- **ACTION ITEM**:
The lines of the records that include "below" should all be copied.

- **GIVEN ENTRIES**:
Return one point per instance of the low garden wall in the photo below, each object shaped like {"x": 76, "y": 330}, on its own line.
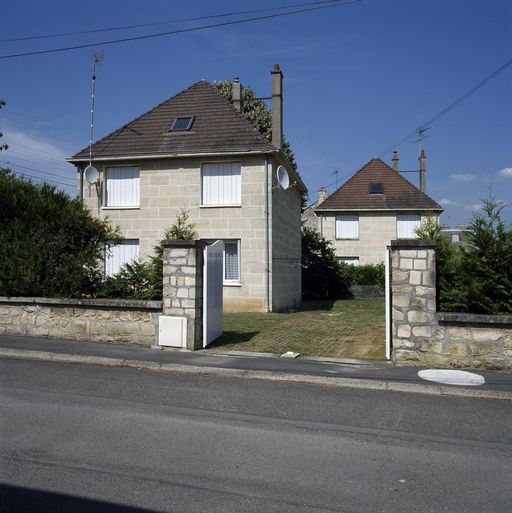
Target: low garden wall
{"x": 423, "y": 336}
{"x": 94, "y": 320}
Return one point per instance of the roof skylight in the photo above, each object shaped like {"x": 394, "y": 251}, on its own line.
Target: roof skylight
{"x": 376, "y": 188}
{"x": 182, "y": 123}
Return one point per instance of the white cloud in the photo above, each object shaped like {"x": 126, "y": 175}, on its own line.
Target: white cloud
{"x": 462, "y": 178}
{"x": 505, "y": 173}
{"x": 473, "y": 208}
{"x": 445, "y": 202}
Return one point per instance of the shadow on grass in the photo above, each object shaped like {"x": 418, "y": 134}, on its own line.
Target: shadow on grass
{"x": 311, "y": 305}
{"x": 229, "y": 338}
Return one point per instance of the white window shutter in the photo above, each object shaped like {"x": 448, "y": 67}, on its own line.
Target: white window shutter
{"x": 406, "y": 225}
{"x": 347, "y": 226}
{"x": 221, "y": 183}
{"x": 118, "y": 255}
{"x": 123, "y": 187}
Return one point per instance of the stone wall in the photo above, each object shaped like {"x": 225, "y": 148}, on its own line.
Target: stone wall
{"x": 423, "y": 336}
{"x": 94, "y": 320}
{"x": 183, "y": 286}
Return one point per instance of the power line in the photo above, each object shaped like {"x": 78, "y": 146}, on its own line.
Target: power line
{"x": 10, "y": 163}
{"x": 180, "y": 31}
{"x": 448, "y": 108}
{"x": 167, "y": 22}
{"x": 40, "y": 179}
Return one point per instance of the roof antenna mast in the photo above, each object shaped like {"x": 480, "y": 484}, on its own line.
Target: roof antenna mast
{"x": 96, "y": 60}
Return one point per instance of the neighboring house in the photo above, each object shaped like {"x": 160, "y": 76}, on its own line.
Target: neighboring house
{"x": 376, "y": 205}
{"x": 196, "y": 151}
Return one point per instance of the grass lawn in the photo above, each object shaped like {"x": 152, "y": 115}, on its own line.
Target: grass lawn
{"x": 342, "y": 329}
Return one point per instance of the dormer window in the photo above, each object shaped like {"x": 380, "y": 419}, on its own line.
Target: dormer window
{"x": 182, "y": 123}
{"x": 376, "y": 188}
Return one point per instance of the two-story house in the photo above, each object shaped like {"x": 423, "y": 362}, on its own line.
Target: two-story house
{"x": 376, "y": 205}
{"x": 196, "y": 151}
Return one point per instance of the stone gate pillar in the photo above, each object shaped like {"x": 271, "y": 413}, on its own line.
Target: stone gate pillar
{"x": 183, "y": 293}
{"x": 413, "y": 298}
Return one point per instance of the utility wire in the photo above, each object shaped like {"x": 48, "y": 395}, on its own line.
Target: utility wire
{"x": 10, "y": 163}
{"x": 180, "y": 31}
{"x": 40, "y": 179}
{"x": 167, "y": 22}
{"x": 448, "y": 108}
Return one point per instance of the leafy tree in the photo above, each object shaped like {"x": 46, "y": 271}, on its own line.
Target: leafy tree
{"x": 487, "y": 262}
{"x": 3, "y": 146}
{"x": 322, "y": 274}
{"x": 50, "y": 244}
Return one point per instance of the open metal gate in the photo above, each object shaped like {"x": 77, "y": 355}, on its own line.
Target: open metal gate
{"x": 212, "y": 292}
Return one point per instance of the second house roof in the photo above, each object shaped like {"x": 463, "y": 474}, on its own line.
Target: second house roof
{"x": 397, "y": 192}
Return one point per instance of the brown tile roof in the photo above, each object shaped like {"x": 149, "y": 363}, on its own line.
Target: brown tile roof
{"x": 399, "y": 193}
{"x": 217, "y": 127}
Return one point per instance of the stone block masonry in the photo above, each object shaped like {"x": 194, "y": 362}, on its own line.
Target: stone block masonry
{"x": 94, "y": 320}
{"x": 423, "y": 336}
{"x": 183, "y": 286}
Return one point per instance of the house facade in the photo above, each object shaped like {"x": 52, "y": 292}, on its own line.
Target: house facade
{"x": 197, "y": 152}
{"x": 376, "y": 205}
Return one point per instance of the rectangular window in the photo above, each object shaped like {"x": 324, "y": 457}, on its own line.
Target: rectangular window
{"x": 118, "y": 255}
{"x": 347, "y": 226}
{"x": 349, "y": 260}
{"x": 221, "y": 183}
{"x": 122, "y": 187}
{"x": 406, "y": 225}
{"x": 232, "y": 261}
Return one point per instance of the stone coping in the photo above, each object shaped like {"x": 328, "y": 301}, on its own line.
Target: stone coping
{"x": 491, "y": 321}
{"x": 118, "y": 304}
{"x": 184, "y": 243}
{"x": 413, "y": 243}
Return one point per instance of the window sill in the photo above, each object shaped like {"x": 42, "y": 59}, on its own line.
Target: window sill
{"x": 220, "y": 206}
{"x": 120, "y": 208}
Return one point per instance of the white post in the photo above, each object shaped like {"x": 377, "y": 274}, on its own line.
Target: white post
{"x": 387, "y": 292}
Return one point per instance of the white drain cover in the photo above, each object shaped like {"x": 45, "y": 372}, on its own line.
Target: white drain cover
{"x": 452, "y": 377}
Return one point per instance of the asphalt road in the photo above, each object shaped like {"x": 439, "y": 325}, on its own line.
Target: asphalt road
{"x": 85, "y": 438}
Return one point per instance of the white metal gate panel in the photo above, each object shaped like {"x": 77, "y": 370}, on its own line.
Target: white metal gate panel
{"x": 212, "y": 292}
{"x": 388, "y": 303}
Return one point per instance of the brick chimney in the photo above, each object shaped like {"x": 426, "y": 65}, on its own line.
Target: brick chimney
{"x": 322, "y": 194}
{"x": 277, "y": 107}
{"x": 422, "y": 158}
{"x": 237, "y": 95}
{"x": 395, "y": 161}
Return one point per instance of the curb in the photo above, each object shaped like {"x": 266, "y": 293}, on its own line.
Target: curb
{"x": 369, "y": 384}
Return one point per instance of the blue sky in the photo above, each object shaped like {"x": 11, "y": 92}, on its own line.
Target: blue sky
{"x": 358, "y": 78}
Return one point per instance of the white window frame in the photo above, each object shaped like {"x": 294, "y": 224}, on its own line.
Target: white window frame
{"x": 208, "y": 202}
{"x": 238, "y": 280}
{"x": 107, "y": 264}
{"x": 340, "y": 232}
{"x": 403, "y": 218}
{"x": 108, "y": 202}
{"x": 349, "y": 260}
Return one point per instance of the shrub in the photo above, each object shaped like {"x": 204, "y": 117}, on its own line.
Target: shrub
{"x": 50, "y": 244}
{"x": 322, "y": 274}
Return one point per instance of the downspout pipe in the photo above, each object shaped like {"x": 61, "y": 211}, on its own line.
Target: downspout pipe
{"x": 267, "y": 241}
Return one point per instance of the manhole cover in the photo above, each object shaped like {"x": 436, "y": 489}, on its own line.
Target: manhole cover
{"x": 452, "y": 377}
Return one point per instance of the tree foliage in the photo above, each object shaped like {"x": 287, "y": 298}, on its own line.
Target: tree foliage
{"x": 475, "y": 277}
{"x": 50, "y": 244}
{"x": 322, "y": 274}
{"x": 257, "y": 113}
{"x": 144, "y": 280}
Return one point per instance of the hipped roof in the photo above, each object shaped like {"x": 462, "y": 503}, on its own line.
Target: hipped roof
{"x": 218, "y": 128}
{"x": 399, "y": 193}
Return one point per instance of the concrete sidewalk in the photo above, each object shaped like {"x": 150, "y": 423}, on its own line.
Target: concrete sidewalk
{"x": 320, "y": 371}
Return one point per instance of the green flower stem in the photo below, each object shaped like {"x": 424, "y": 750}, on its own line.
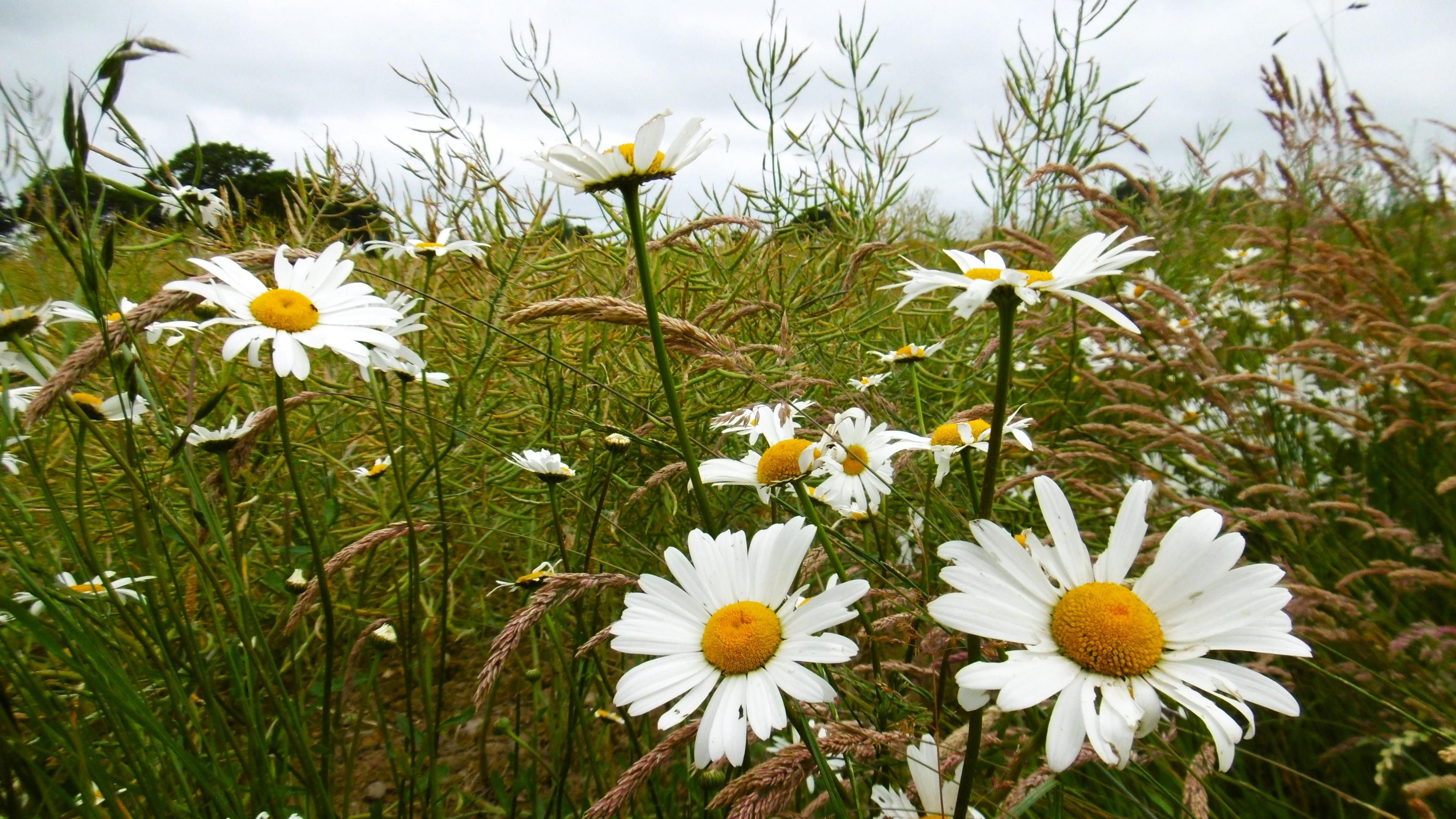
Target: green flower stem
{"x": 664, "y": 368}
{"x": 836, "y": 796}
{"x": 1007, "y": 301}
{"x": 325, "y": 598}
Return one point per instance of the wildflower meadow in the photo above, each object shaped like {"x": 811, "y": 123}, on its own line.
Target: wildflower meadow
{"x": 513, "y": 492}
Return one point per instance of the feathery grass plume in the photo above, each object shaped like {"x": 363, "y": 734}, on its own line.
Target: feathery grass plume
{"x": 555, "y": 589}
{"x": 94, "y": 350}
{"x": 682, "y": 336}
{"x": 341, "y": 559}
{"x": 641, "y": 772}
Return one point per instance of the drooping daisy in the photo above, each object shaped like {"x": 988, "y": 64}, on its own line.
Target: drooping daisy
{"x": 937, "y": 795}
{"x": 440, "y": 247}
{"x": 865, "y": 382}
{"x": 1109, "y": 651}
{"x": 373, "y": 471}
{"x": 586, "y": 169}
{"x": 948, "y": 441}
{"x": 114, "y": 409}
{"x": 222, "y": 439}
{"x": 785, "y": 460}
{"x": 312, "y": 307}
{"x": 910, "y": 353}
{"x": 544, "y": 463}
{"x": 730, "y": 624}
{"x": 201, "y": 203}
{"x": 860, "y": 460}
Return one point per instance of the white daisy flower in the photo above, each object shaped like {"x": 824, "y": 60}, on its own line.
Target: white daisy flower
{"x": 440, "y": 247}
{"x": 586, "y": 169}
{"x": 373, "y": 471}
{"x": 910, "y": 353}
{"x": 1243, "y": 256}
{"x": 785, "y": 458}
{"x": 187, "y": 200}
{"x": 865, "y": 382}
{"x": 937, "y": 795}
{"x": 950, "y": 439}
{"x": 1107, "y": 649}
{"x": 223, "y": 438}
{"x": 114, "y": 409}
{"x": 730, "y": 624}
{"x": 312, "y": 307}
{"x": 544, "y": 463}
{"x": 860, "y": 460}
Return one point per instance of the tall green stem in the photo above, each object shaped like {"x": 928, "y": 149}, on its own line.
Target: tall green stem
{"x": 1005, "y": 299}
{"x": 325, "y": 598}
{"x": 664, "y": 368}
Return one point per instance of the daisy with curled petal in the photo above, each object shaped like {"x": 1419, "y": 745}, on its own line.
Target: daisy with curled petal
{"x": 860, "y": 460}
{"x": 114, "y": 409}
{"x": 544, "y": 463}
{"x": 784, "y": 461}
{"x": 937, "y": 795}
{"x": 730, "y": 629}
{"x": 950, "y": 439}
{"x": 1107, "y": 651}
{"x": 910, "y": 353}
{"x": 440, "y": 247}
{"x": 865, "y": 382}
{"x": 586, "y": 169}
{"x": 312, "y": 307}
{"x": 222, "y": 439}
{"x": 373, "y": 471}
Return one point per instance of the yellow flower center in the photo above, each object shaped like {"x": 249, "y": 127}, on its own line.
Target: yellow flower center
{"x": 284, "y": 309}
{"x": 781, "y": 461}
{"x": 1109, "y": 630}
{"x": 628, "y": 152}
{"x": 742, "y": 637}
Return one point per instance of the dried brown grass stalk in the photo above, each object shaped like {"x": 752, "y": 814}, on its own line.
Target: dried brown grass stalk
{"x": 637, "y": 776}
{"x": 557, "y": 589}
{"x": 94, "y": 350}
{"x": 682, "y": 336}
{"x": 340, "y": 560}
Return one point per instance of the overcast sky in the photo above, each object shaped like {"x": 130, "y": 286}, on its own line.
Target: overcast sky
{"x": 282, "y": 75}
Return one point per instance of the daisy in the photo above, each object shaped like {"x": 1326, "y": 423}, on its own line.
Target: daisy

- **SOLUTION FOR THIS PROBLEM**:
Return one point per instance of the low garden wall in the photo below, each object shaped like {"x": 76, "y": 330}, on its own line.
Return one point per instance of the green flower stem in the photo below, each object shaped like {"x": 424, "y": 750}, on its own line.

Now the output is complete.